Cristina Dornelles (Mestre em Ciências Médicas - Pediatria Doutorando do Programa de Pós-Graduação em Ciências Médicas: Pediatria - UFRGS) Bióloga no Centro de Otite Média do Brasil
Luíse Meurer (Doutora em Gastroenterologia) Professora Adjunta do Departamento de Patologia da Universidade Federal do Rio Grande do Sul
Sady Selaimen da Costa (Doutor em Cirurgia) Professor Associado do Departamento de Oftalmologia e Otorrinoalringologia da Universidade Federal do Rio Grande do Sul
Letícia Petersen Schmidt Rosito (Mestre em Ciências Médicas: Cirurgia) Médica Otorrinolaringologista no Hospital de Clínicas de Porto Alegre
Sabrina Lima Alves (Acadêmica de Medicina) Acadêmica de Medicina na Universidade Federal do Rio Grande do Sul
Andréia Argenta (Acadêmica de Medicina) Acadêmica de Medicina na Universidade Federal do Rio Grande do Sul - Bolsista CNPq no Centro de Otite Média do Brasil
Andrei Roberto da Silva (Médico) Residente de Otorrinolaringologia USP
Palavras-Chave
colesteatoma, perimatriz, inflamação
Resumo
Introdução: A quantificação da angiogênese e das colagenases pode ser útil na avaliação do comportamento dos colesteatomas, como marcadores de sua agressividade. Objetivo: correlacionar os marcadores CD31, MMP2 e MMP9 com espessura da perimatriz, grau histológico de inflamação e idade do paciente. Método: Delineamento transversal. Material fixado em formol a 10%, preparadas cinco lâminas, de cada amostra, por técnicas histológicas habituais, observados: número médio de vasos sangüíneos, marcação com MMP2 e MMP9, número de células na matriz, espessura e inflamação na perimatriz. Análise dos dados foi através coeficiente de Spearman, testes de Mann Whitney e exato de Fisher, com significância menor ou igual a 0,05. Resultados: A amostra contou com 120 colesteatomas. Número médio de vasos sangüíneos 5(0 a 10), sem diferença entre os grupos(P=0,070). A MMP2 citoplasmática foi de 0(0 a 2), encontramos diferença entre os grupos(P=0,014). Os resultados para MMP2 nuclear foi de 0(0 a 1)(P=0,050). A MMP9 foi de 2(0 a 4), com diferença entre os grupos(P=0,050). Ao correlacionarmos o número médio de vasos sangüíneos e das metaloproteinases com o número médio de camadas celulares da matriz, com a espessura da perimatriz e com o grau histológico de inflamação encontramos correlações fortes, somente a MMP2 citoplasmática apresentou correlação com a idade do paciente. Conclusões: A expressão aumentada de metaloproteinases possibilita, aos colesteatomas pediátricos, maior grau de infiltração e de erosão óssea. Os colesteatomas pediátricos, apresentam um grau inflamatório mais exacerbado, produzem mais metaloproteinases e são mais agressivos que os colesteatomas adultos.

(Dados de ancoragem de objetos em linguagem natural)
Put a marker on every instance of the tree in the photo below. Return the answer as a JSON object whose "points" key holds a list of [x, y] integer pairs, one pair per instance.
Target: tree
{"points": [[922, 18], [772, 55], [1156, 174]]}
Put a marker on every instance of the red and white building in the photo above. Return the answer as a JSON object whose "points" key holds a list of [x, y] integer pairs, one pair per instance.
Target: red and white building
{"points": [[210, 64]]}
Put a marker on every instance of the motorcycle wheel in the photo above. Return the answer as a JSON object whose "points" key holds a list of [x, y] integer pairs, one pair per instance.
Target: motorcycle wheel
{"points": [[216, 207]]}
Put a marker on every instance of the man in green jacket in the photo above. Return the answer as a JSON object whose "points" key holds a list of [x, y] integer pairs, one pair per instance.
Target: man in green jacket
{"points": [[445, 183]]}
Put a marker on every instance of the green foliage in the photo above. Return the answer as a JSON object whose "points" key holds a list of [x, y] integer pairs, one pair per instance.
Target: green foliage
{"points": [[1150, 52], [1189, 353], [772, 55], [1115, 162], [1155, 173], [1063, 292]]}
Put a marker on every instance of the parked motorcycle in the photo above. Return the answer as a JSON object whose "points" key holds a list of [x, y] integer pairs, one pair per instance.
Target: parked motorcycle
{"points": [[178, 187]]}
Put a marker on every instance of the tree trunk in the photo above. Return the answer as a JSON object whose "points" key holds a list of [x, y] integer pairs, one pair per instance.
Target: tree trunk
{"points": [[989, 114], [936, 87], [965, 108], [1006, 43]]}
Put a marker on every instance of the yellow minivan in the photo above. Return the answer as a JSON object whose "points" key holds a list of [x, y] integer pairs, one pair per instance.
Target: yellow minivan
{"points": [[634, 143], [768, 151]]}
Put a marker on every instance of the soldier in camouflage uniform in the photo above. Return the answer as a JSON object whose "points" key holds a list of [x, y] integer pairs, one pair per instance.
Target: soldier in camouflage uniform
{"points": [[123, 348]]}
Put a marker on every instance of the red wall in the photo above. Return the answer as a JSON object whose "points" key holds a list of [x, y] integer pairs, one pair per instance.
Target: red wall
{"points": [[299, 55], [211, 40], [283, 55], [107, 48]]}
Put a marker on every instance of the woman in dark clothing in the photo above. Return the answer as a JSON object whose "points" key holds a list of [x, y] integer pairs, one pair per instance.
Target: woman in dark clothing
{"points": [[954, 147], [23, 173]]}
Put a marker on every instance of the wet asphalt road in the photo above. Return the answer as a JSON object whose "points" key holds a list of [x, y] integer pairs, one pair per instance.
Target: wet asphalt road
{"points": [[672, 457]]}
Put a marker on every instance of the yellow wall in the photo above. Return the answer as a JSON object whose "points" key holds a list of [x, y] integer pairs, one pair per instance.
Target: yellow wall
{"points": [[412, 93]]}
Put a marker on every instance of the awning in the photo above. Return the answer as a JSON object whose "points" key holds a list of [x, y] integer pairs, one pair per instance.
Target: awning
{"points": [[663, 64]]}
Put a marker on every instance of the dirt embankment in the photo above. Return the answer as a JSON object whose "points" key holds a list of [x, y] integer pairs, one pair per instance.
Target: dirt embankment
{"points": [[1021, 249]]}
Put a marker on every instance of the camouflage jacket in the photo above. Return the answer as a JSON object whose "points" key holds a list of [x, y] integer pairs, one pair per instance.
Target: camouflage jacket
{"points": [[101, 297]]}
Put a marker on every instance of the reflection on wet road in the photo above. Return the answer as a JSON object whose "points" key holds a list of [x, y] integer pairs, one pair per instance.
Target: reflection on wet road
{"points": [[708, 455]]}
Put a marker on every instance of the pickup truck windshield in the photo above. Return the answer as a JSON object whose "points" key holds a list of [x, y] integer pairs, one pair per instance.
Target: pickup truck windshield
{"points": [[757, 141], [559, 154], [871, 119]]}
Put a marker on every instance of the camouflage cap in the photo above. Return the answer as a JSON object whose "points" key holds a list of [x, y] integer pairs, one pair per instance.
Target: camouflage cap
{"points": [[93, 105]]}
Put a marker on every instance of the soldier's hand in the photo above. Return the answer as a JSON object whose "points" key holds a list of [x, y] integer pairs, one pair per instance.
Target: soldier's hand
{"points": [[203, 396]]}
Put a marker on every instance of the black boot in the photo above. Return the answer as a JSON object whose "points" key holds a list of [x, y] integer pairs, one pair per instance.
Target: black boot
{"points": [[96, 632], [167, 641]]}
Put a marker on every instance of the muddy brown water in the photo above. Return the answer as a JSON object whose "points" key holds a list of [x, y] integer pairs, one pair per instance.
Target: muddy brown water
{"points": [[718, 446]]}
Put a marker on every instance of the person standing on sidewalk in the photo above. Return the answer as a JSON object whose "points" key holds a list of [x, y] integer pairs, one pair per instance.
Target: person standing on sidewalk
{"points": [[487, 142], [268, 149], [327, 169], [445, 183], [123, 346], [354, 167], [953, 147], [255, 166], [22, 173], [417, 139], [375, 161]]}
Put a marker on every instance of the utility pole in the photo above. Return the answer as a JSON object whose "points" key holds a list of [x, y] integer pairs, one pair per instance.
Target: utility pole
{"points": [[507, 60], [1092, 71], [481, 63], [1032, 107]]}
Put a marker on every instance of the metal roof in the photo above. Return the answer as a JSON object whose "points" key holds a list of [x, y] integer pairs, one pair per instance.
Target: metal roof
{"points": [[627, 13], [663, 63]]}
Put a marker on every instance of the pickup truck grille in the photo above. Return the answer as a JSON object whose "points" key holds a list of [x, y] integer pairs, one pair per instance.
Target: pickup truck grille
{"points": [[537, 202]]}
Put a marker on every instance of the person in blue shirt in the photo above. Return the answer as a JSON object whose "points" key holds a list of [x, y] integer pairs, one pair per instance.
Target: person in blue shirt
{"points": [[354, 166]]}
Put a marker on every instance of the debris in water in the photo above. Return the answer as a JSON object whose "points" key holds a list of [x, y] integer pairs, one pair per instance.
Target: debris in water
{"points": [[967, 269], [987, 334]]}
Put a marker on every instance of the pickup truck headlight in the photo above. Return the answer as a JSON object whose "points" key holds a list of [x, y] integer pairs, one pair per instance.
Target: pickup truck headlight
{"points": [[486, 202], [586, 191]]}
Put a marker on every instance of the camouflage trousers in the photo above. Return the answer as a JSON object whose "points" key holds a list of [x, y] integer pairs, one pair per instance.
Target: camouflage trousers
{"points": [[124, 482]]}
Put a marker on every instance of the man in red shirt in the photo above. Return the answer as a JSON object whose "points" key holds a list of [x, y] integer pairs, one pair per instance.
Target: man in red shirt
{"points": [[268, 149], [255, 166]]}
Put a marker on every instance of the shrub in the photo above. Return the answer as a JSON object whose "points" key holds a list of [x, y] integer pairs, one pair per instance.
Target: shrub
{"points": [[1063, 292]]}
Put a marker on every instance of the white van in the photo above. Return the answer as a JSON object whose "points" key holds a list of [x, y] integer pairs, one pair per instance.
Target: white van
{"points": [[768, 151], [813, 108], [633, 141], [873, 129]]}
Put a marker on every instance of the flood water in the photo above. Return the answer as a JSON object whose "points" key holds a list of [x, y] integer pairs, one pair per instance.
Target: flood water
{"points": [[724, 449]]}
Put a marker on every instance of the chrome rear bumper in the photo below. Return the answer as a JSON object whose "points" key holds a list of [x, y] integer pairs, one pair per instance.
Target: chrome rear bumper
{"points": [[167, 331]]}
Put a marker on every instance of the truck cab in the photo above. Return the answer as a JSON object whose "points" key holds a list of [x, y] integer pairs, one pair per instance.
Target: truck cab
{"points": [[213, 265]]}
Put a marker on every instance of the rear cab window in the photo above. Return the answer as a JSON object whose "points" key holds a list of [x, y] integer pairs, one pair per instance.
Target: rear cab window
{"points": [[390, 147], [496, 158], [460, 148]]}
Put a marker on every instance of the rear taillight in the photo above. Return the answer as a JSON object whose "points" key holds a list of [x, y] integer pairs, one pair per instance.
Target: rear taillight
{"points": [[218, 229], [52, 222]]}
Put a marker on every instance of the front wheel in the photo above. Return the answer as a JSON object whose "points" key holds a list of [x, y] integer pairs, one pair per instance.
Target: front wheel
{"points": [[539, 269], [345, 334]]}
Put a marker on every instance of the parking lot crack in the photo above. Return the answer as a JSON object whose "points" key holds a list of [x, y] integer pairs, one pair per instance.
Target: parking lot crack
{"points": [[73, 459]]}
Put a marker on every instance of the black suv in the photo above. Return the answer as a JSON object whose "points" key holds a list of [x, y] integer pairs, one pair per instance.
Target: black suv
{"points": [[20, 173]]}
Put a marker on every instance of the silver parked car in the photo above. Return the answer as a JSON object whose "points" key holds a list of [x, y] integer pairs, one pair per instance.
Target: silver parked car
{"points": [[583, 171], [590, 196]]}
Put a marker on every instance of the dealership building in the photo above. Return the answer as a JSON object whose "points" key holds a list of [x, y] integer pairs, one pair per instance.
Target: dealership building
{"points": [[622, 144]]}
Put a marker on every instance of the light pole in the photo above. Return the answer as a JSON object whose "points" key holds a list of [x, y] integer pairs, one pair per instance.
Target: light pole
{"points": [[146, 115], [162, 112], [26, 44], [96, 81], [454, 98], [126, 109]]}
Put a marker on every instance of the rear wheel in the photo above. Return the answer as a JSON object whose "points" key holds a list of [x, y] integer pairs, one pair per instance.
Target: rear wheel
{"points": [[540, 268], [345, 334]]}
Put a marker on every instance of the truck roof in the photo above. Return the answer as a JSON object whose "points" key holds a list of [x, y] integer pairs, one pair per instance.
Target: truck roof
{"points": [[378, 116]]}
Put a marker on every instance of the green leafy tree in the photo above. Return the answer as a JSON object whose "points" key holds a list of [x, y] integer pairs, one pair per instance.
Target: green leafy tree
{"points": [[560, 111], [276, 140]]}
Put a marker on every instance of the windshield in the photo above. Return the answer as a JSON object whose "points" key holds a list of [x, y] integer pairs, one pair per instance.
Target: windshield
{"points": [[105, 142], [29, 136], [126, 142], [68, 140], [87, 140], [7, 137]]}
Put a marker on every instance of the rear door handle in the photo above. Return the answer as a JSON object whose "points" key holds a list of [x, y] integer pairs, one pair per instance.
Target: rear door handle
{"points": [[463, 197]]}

» Tarefas a realizar
**1.** De acordo com o resumo sobre colesteatomas, quantos colesteatomas compuseram a amostra?
**2.** Dê continuidade ao resumo sobre colesteatomas a partir do ponto em que ele termina.

» Respostas em ordem
**1.** A amostra contou com 120 colesteatomas.

**2.**
Keywords
cholesteatoma, perimatrix, inflammation
Abstract
Introduction: To evaluate the aggressivity of cholesteatomas, it can be useful to quantify angiogenesis and collagenase activity. Objective: to correlate the presence of CD31, MMP2 and MMP9 IHQ markers with perimatrix thickness, histological inflammation and patient age. Methods: Cross-sectional study. Tissue samples were fixed in 10% formaldehyde. Five slides from each sample were prepared using standard histology techniques. Slides were analyzed according to average number of blood vessels, MMP2 and MMP9 positivity, number of cells in the matrix, and thickness and inflammation of the perimatrix. Data was analyzed using Spearman's coefficient, Mann Whitney and Fisher's exact tests, with p values ≤0.05 considered significant. Results: 120 cholesteatomas were analyzed. The average number of blood vessels was 5 (0-10), with no difference between the groups (p=0.070). Cytoplasmic MMP2 positivity was null (0-2), with a significant difference between the groups (p=0.014). Nuclear MMP2 positivity was also null (0-1) (p=0.050). MMP9 positivity was 2 (0-4) (p=0.050). Strong correlations were found between the average number of blood vessels and metaloproteinases and the average number of matrix cell layers, and between the thickness of the perimatrix and the degree of inflammation. However, only cytoplasmic MMP2 positivity correlated with patient age. Conclusion: Increased metaloproteinase expression in pediatric cholesteatomas enables greater infiltration and bone erosion than in adult cholesteatomas.
Instituição: Universidade Federal do Rio Grande do Sul Programa de Pós-Graduação em Ciências Médicas Pediatria Serviços de Otorrinolaringologia e Patologia do Hospital de Clínicas de Porto Alegre
Suporte Financeiro: Grupo de Pesquisa e Pós-Graduação do Hospital de Clínicas de Porto Alegre Pró-Reitoria de Pesquisa da Universidade Federal doi Rio Grande do Sul
Introdução
O colesteatoma pode ser considerado como uma desordem no controle do crescimento celular, compreendendo uma série de complexos e dinâmicos eventos, os quais envolvem componentes celulares e extracelulares1. Os mecanismos que explicariam o seu crescimento, bem como seu grau de erosão óssea ainda estão em investigação2.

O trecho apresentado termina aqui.